Records to use:
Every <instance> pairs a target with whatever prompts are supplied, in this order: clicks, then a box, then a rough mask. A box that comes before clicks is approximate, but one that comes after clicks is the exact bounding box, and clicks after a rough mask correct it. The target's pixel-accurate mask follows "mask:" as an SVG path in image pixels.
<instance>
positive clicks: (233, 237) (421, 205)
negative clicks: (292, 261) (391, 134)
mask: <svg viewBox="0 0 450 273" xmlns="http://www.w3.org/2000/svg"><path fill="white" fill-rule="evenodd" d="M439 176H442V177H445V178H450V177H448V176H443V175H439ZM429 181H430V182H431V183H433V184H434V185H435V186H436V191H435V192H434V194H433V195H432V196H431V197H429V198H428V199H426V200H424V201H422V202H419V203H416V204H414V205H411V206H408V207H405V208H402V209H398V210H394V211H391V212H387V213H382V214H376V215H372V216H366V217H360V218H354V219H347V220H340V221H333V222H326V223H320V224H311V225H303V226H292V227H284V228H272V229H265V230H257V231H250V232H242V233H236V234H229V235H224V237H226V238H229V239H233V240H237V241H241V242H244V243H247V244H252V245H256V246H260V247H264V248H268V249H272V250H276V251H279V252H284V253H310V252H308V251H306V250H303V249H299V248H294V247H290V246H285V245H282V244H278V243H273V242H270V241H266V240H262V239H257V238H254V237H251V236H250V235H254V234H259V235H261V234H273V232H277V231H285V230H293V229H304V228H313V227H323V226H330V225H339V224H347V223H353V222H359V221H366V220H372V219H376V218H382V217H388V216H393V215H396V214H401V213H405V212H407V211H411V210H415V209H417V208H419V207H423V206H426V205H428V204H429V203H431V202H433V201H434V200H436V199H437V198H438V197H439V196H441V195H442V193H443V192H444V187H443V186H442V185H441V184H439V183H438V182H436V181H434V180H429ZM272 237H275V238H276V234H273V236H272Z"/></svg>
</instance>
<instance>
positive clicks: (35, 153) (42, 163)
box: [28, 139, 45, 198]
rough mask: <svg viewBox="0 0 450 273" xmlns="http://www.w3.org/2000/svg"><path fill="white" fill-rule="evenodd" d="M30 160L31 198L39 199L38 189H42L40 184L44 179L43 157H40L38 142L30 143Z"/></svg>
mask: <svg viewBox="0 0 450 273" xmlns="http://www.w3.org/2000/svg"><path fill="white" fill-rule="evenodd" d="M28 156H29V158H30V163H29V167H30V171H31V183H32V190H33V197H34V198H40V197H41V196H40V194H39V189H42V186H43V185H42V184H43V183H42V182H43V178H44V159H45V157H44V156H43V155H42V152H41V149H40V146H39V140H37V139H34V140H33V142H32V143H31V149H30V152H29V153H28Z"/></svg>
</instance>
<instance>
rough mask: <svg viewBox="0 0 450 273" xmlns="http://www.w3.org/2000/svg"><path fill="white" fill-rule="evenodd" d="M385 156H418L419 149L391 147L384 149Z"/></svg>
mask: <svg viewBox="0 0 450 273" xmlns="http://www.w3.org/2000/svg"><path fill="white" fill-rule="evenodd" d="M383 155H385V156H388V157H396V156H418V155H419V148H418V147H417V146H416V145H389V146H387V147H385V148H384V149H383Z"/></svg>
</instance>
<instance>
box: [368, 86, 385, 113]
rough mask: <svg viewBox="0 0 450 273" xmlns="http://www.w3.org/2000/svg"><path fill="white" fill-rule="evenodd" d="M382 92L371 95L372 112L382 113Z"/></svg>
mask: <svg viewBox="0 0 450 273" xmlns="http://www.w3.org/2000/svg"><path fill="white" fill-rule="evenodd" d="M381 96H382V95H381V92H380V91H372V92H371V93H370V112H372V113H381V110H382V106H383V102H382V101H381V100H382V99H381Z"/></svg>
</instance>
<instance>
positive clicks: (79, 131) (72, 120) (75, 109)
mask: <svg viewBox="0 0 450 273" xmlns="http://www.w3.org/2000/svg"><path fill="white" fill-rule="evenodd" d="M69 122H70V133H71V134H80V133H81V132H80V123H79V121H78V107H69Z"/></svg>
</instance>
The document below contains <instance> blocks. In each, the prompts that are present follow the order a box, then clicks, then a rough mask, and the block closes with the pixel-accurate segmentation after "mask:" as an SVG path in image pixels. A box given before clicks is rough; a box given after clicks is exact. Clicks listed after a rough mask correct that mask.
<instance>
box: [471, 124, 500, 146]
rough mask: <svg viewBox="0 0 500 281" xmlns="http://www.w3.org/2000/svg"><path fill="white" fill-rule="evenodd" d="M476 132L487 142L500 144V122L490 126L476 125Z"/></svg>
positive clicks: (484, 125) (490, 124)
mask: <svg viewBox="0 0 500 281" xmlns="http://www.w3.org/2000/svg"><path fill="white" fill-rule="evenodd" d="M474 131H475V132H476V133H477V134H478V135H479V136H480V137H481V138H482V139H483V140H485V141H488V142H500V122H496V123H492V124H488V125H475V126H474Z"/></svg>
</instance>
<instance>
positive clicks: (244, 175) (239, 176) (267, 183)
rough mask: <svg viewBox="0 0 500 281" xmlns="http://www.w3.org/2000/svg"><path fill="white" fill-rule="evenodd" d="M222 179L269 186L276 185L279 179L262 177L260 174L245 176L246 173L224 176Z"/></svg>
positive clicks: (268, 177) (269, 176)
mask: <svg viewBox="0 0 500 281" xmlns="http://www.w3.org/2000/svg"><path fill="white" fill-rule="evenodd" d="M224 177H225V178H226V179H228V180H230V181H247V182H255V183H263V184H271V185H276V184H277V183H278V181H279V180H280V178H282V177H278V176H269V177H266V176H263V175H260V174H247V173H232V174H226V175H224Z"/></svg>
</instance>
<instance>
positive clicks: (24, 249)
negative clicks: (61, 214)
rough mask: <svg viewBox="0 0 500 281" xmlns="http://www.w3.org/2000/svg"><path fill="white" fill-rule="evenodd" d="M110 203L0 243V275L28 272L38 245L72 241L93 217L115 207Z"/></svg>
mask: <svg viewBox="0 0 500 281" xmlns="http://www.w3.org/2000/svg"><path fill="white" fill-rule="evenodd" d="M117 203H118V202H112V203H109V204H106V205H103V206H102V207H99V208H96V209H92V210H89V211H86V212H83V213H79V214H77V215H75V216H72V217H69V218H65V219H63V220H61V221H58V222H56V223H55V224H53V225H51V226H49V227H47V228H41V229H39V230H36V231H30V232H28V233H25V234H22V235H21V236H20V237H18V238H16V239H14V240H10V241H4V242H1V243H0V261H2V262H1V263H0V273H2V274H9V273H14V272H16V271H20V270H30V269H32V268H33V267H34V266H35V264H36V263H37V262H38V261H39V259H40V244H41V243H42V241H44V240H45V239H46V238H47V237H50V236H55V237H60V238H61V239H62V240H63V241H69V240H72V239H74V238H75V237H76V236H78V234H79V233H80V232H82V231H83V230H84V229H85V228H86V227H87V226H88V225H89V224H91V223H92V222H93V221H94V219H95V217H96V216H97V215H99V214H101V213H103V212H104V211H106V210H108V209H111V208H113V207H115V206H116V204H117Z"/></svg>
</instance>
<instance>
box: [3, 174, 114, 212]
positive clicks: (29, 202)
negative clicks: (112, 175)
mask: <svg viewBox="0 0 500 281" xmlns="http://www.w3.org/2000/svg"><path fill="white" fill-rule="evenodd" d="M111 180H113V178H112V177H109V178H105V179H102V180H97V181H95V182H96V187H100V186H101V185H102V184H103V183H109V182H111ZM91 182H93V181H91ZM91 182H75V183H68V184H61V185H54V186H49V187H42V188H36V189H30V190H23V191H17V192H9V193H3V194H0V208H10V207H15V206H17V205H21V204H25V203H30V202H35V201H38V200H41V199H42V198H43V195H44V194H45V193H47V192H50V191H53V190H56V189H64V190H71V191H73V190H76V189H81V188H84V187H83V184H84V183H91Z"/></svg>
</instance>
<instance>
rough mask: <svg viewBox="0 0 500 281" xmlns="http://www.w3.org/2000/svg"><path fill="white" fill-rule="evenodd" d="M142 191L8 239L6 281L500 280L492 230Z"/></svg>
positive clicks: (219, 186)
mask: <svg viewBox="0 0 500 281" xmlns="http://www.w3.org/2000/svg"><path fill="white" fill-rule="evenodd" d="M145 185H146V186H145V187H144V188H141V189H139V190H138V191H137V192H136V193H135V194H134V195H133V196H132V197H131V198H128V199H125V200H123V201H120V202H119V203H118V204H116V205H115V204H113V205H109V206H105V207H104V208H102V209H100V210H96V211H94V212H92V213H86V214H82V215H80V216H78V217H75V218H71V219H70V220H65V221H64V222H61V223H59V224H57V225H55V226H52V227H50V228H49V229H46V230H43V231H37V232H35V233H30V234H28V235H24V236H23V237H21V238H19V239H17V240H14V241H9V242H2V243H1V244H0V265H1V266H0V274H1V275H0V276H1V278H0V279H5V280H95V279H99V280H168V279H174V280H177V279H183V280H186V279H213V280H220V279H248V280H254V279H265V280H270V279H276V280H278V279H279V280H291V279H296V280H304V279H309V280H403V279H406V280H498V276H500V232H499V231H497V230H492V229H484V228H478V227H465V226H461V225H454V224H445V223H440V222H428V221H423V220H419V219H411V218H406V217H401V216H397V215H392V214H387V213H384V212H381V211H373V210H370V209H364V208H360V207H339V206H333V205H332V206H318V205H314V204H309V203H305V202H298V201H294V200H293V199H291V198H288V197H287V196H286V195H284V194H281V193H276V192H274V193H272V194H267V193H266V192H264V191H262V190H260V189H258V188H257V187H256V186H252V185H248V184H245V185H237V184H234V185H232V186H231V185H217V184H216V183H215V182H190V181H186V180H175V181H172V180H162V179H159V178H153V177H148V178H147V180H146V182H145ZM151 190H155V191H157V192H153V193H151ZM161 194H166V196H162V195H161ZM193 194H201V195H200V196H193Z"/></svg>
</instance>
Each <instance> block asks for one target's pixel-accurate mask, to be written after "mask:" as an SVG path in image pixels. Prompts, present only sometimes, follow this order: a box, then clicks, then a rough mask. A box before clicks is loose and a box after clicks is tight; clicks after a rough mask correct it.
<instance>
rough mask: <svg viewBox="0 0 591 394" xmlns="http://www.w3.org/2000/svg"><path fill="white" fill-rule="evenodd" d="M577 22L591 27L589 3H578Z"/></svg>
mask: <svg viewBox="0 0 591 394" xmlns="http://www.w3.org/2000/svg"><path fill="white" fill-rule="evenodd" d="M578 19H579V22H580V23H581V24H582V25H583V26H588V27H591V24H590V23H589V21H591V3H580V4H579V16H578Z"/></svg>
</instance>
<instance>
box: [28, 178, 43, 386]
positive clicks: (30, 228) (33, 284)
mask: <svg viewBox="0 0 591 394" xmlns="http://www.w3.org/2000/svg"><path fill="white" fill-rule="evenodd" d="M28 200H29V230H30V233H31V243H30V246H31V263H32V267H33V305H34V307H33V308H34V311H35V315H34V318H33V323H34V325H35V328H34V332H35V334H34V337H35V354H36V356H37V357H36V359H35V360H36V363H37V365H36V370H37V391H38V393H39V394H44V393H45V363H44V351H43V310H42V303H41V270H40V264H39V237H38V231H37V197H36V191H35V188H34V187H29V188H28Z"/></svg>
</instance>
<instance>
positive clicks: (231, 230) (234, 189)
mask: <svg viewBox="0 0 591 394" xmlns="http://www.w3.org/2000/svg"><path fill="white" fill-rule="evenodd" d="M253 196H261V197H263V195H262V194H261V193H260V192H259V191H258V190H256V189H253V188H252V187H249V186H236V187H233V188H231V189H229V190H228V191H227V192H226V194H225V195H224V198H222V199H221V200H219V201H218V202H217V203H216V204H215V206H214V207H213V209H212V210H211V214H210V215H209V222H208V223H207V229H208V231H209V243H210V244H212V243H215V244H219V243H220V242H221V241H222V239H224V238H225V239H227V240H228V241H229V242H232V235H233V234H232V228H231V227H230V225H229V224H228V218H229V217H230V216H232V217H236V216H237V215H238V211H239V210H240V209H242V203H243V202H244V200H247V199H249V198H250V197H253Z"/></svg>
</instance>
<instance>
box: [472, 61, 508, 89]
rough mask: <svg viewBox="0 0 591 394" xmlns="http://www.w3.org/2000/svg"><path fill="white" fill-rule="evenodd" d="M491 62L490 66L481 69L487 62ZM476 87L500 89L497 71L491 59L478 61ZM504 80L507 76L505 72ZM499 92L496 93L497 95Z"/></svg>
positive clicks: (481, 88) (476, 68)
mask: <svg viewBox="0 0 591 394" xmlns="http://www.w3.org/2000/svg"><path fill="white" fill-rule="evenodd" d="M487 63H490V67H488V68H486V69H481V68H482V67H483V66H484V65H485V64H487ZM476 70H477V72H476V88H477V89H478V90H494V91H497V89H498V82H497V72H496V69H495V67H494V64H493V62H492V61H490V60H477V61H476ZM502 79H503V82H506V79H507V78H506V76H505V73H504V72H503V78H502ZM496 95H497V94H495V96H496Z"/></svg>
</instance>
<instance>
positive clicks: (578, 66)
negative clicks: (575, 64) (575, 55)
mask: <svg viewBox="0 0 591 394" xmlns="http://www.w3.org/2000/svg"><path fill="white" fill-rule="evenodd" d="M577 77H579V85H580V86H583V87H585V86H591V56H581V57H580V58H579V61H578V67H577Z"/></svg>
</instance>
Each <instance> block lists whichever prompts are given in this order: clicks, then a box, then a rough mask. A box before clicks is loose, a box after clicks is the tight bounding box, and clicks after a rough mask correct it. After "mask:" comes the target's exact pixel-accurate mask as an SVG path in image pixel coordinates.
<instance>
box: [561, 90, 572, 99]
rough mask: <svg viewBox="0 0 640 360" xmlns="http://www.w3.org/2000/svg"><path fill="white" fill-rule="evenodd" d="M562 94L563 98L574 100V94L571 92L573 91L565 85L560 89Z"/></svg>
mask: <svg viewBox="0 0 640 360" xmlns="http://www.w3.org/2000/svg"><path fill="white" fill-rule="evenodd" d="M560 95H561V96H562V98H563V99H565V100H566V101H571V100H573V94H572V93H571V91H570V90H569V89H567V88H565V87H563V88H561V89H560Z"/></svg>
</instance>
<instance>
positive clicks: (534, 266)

What is required: Reproduce the rows from the beginning through the line containing "negative clicks: (292, 261) (391, 134)", with "bounding box" changed to "enclosing box" and every other character left as it stands.

Solution:
Every <instance> pairs a target with whatever prompts are supplied, in this order: clicks, then a box, then a rough mask. A box that comes before clicks is approximate, but one that comes after clicks is the exact enclosing box, and clicks after a rough mask correct it. The target's pixel-accurate mask follows "mask:" as an SVG path in image pixels.
<instance>
positive clicks: (233, 237) (421, 205)
negative clicks: (292, 261) (391, 134)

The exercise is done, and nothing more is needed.